*Supplied material*.
***

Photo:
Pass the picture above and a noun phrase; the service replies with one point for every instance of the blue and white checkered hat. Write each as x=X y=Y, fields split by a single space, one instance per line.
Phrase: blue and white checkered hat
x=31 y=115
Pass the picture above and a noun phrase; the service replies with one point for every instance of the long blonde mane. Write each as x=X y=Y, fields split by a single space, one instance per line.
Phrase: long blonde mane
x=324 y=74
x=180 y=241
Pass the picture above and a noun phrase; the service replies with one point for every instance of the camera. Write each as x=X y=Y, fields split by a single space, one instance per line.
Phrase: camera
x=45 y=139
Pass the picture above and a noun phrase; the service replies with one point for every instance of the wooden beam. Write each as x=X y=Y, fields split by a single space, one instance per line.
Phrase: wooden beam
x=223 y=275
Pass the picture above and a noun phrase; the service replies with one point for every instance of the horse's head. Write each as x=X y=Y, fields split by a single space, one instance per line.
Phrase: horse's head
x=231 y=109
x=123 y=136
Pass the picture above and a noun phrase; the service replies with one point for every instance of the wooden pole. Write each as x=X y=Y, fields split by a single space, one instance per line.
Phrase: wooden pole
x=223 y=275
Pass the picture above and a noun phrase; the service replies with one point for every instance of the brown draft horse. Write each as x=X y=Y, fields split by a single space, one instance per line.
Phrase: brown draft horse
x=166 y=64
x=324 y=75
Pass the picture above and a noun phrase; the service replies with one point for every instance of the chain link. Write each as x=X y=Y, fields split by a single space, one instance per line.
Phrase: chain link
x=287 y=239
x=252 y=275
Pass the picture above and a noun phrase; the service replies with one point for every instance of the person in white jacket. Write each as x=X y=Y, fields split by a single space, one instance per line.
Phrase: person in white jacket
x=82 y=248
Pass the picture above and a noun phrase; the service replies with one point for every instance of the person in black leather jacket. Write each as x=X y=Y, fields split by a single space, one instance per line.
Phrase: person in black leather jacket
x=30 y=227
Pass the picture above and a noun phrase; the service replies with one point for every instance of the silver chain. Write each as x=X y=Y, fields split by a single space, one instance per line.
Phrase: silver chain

***

In the records above, find the lines containing "silver" and copy them.

Pass the picture above and a noun phrase; the service replies with one point for every instance of the silver chain. Write each as x=X y=Y, fields split by a single space, one instance per line.
Phrase: silver chain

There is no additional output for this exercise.